Exercise objective
Which lines below hold the word "given"? Copy all of them.

Input data
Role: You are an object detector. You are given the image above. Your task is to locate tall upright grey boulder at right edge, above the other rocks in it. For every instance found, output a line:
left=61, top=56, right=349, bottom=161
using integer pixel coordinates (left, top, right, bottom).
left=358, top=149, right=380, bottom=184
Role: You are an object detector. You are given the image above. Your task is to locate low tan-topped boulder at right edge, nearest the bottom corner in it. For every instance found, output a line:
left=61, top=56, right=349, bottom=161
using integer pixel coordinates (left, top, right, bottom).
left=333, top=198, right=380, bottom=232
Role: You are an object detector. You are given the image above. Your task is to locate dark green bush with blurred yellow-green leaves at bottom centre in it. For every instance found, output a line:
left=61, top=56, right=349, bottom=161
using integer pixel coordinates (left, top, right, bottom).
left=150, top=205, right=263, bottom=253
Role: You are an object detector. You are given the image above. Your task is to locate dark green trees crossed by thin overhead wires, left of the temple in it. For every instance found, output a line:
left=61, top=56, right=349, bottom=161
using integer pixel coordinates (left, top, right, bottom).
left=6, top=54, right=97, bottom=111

Reply to the exercise
Role: You are an object detector. You are given the image above. Your task is to locate tall upright grey boulder at right edge, above the other rocks in it. For every instance found, output a line:
Role: You are an object detector. You are given the image above. Your task is to locate low tan-topped boulder at right edge, nearest the bottom corner in it. For every instance found, output a line:
Role: You are an object detector. You are given the image above. Your task is to locate dark green bush with blurred yellow-green leaves at bottom centre in it. For every instance found, output a line:
Role: You are an object detector. You are given the image above. Your task is to locate dark green trees crossed by thin overhead wires, left of the temple in it. For every instance found, output a line:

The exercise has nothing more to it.